[Image location labeling entries]
★ ★ ★ ★ ★ ★ ★

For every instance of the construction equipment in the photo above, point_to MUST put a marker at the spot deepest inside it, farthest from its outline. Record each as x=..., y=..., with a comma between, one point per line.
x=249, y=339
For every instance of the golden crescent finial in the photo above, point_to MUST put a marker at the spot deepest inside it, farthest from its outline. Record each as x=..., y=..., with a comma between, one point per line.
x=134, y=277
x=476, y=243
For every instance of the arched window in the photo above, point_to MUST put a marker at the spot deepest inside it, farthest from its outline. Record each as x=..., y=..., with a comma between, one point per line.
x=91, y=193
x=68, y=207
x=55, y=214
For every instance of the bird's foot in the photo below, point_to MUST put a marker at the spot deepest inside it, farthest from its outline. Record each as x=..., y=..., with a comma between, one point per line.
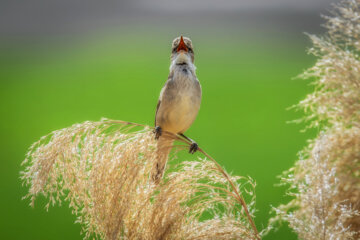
x=158, y=132
x=193, y=148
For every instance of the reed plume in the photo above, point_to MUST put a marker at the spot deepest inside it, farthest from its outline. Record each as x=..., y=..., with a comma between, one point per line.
x=325, y=182
x=103, y=169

★ ★ ★ ★ ★ ★ ★

Work to be completed: Copy the stretch from the line containing "For every instance of the reed" through the end of the entries, with both ends included.

Right answer:
For every instance of the reed plume in the photo above, point_to MUST put a marker at the spot deepest inside it, farthest from its outline. Record each as x=..., y=..., with a comma between, one point per line.
x=325, y=182
x=103, y=169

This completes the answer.